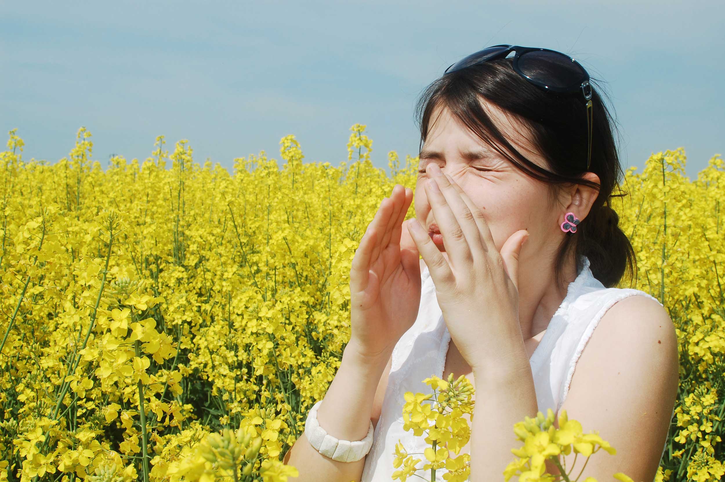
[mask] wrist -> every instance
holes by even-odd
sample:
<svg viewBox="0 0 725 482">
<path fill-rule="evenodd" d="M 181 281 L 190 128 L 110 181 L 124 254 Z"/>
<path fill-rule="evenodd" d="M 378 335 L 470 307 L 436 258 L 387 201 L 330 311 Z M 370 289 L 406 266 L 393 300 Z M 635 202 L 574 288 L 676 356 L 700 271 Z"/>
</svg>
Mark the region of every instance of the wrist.
<svg viewBox="0 0 725 482">
<path fill-rule="evenodd" d="M 506 351 L 505 354 L 483 357 L 469 363 L 474 379 L 494 384 L 510 383 L 522 373 L 531 373 L 531 366 L 526 349 Z"/>
<path fill-rule="evenodd" d="M 373 352 L 361 346 L 360 344 L 351 339 L 342 352 L 342 360 L 347 360 L 350 365 L 359 366 L 362 369 L 373 371 L 380 370 L 382 373 L 392 352 L 392 347 Z"/>
</svg>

----------

• **Set task**:
Format every line of the material above as a Markdown table with the columns "No." and "Line", numbering the rows and skipping any blank lines. Leave the pictures out.

• **Correct output**:
| No. | Line |
|---|---|
| 1 | [mask] wrist -> every instance |
| 2 | holes by even-odd |
| 3 | sample: |
| 4 | <svg viewBox="0 0 725 482"> |
| 5 | <path fill-rule="evenodd" d="M 181 281 L 190 128 L 110 181 L 124 254 Z"/> |
| 6 | <path fill-rule="evenodd" d="M 378 335 L 470 307 L 436 258 L 387 201 L 330 311 Z M 370 289 L 406 266 L 393 300 Z M 635 202 L 574 288 L 676 356 L 700 271 Z"/> |
| 7 | </svg> |
| 8 | Mark the region of every instance of the wrist. |
| 9 | <svg viewBox="0 0 725 482"> |
| 10 | <path fill-rule="evenodd" d="M 506 351 L 505 354 L 483 357 L 469 363 L 474 379 L 494 384 L 510 383 L 522 373 L 531 373 L 531 366 L 526 349 Z"/> |
| 11 | <path fill-rule="evenodd" d="M 373 352 L 361 346 L 360 344 L 351 339 L 342 352 L 342 360 L 347 360 L 350 365 L 359 366 L 362 369 L 373 371 L 380 370 L 382 373 L 392 352 L 392 347 Z"/> |
| 12 | </svg> |